> [Task details]: Report only the number of lines in the listing below that contain the string "white". Case counts.
== Records for the exercise ==
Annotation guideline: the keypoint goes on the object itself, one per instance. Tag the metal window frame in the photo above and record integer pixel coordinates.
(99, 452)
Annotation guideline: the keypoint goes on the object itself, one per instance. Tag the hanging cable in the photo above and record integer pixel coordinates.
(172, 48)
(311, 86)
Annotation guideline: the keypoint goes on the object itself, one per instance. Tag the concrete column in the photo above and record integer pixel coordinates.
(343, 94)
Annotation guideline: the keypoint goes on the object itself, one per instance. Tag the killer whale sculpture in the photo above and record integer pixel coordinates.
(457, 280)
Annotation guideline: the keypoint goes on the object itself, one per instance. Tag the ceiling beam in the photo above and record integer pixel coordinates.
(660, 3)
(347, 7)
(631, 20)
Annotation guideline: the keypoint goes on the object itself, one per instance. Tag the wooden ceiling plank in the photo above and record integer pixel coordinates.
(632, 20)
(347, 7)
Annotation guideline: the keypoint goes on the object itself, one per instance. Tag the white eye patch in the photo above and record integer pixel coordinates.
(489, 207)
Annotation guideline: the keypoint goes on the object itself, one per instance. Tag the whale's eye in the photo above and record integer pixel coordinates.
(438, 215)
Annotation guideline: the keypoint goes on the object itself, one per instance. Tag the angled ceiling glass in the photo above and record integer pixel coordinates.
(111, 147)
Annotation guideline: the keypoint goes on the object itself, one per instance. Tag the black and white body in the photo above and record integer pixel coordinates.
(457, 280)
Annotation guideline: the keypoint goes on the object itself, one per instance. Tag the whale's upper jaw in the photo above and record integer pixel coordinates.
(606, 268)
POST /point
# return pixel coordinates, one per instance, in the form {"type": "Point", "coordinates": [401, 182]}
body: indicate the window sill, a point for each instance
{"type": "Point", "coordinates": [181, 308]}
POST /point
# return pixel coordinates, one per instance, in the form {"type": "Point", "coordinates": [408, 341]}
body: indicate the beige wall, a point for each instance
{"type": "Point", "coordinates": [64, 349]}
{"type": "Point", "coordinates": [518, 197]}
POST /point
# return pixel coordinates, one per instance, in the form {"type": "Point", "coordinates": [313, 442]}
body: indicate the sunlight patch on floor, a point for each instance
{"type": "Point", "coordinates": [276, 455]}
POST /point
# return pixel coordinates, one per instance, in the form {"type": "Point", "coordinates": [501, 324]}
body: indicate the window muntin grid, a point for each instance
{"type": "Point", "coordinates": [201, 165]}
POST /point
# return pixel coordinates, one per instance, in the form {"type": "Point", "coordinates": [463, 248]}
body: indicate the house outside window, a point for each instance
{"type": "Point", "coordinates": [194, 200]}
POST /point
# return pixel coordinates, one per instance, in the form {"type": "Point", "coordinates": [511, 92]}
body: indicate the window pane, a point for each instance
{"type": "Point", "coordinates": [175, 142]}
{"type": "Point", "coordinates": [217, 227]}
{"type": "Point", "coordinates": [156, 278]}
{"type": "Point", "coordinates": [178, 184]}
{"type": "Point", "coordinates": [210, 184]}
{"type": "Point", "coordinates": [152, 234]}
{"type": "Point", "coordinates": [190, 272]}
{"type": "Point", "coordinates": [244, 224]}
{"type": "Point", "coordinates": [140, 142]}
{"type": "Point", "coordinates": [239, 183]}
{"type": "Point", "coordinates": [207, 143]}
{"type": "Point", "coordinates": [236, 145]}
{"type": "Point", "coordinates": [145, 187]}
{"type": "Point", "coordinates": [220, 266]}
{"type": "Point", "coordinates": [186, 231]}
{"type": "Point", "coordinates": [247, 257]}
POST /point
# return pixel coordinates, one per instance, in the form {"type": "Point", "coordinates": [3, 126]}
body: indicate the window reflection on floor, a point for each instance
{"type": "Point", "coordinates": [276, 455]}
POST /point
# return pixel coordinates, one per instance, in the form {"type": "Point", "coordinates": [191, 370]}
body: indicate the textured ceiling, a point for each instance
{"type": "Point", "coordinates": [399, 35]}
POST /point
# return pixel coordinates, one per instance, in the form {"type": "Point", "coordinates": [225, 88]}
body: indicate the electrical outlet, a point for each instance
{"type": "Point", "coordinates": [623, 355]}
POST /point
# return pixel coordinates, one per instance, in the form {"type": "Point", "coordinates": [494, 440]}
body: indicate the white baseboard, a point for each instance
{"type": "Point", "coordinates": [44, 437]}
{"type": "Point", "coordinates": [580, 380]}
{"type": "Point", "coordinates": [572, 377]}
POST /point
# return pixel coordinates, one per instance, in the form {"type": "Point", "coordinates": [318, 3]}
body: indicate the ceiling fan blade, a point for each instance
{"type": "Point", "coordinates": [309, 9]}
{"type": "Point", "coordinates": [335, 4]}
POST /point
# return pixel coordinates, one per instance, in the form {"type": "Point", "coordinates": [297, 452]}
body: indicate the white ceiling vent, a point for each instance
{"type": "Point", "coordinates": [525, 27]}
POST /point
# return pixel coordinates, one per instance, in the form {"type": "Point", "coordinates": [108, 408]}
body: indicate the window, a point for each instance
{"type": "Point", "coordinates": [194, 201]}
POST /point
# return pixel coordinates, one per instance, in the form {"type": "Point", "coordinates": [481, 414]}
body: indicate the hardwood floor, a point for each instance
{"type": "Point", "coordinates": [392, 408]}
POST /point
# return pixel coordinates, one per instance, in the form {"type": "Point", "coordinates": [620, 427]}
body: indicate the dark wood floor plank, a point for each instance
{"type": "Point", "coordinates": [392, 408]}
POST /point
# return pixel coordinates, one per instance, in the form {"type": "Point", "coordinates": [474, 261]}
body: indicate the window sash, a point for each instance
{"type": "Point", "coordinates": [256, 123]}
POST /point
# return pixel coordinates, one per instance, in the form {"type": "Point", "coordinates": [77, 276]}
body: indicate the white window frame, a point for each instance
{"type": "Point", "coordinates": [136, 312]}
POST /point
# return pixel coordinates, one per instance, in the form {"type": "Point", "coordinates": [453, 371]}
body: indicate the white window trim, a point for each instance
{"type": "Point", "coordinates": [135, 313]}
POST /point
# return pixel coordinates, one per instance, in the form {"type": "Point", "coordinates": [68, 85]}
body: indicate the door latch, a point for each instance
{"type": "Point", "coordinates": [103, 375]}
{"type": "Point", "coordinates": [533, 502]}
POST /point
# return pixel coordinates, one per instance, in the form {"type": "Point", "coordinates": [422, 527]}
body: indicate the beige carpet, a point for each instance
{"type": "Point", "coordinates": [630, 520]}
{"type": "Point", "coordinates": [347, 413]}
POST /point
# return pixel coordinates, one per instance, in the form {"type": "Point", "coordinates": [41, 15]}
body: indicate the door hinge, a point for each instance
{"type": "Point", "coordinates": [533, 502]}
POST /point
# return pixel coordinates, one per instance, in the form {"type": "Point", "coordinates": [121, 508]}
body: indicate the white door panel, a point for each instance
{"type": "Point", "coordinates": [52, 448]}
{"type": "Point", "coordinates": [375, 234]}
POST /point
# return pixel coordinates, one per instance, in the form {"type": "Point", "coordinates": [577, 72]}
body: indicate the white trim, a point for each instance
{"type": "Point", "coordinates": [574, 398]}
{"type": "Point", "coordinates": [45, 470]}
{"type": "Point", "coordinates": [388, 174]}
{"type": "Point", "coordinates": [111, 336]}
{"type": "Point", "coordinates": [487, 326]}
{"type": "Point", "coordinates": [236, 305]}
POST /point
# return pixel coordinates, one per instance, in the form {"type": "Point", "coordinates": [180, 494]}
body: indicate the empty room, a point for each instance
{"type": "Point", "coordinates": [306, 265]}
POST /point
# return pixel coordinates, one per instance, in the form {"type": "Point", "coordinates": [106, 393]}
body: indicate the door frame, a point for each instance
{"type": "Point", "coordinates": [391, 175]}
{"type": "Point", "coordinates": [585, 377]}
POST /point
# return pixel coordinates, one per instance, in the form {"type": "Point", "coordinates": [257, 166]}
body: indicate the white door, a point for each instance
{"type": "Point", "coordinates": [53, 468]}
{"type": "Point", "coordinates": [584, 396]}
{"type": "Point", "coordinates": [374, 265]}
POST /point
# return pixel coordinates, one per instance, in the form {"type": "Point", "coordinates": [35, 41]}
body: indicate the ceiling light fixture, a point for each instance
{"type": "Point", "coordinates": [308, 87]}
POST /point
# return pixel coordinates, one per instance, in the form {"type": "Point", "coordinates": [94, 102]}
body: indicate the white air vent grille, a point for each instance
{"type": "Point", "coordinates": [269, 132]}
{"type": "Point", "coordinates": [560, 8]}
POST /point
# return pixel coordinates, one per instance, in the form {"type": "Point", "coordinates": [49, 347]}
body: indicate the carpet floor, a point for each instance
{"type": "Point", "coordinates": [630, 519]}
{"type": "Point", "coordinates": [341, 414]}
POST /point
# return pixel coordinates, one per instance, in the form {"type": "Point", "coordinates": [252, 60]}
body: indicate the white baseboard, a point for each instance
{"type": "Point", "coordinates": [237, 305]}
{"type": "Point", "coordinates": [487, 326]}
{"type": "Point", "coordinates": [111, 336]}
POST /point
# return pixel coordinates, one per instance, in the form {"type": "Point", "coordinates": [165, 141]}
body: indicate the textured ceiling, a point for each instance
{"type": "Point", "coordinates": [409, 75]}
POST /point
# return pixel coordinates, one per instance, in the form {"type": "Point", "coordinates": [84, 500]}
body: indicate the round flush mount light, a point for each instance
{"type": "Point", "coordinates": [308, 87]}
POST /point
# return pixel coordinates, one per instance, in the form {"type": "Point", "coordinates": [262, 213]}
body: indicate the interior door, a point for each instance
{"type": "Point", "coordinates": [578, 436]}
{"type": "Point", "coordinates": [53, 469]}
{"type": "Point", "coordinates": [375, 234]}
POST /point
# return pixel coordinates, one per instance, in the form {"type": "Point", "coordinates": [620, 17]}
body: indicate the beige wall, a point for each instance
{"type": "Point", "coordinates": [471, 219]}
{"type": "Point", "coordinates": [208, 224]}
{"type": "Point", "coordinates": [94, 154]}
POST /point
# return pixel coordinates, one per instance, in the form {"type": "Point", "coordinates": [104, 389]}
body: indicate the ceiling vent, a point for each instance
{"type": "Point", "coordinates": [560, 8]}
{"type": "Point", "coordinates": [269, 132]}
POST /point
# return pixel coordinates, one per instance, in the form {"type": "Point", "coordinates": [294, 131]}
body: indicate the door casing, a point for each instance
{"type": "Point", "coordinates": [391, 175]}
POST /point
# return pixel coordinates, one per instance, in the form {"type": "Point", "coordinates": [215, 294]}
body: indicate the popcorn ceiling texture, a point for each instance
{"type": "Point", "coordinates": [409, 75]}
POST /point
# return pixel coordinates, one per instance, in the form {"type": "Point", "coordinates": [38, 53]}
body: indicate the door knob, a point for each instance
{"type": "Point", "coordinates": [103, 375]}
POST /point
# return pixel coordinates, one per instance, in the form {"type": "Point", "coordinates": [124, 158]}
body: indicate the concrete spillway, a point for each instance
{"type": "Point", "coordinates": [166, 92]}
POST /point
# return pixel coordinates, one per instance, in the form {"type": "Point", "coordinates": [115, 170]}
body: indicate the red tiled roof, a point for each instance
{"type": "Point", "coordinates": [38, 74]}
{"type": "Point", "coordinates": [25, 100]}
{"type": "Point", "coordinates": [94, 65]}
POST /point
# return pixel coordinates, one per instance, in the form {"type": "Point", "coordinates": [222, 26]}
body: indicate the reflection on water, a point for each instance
===
> [Full response]: 11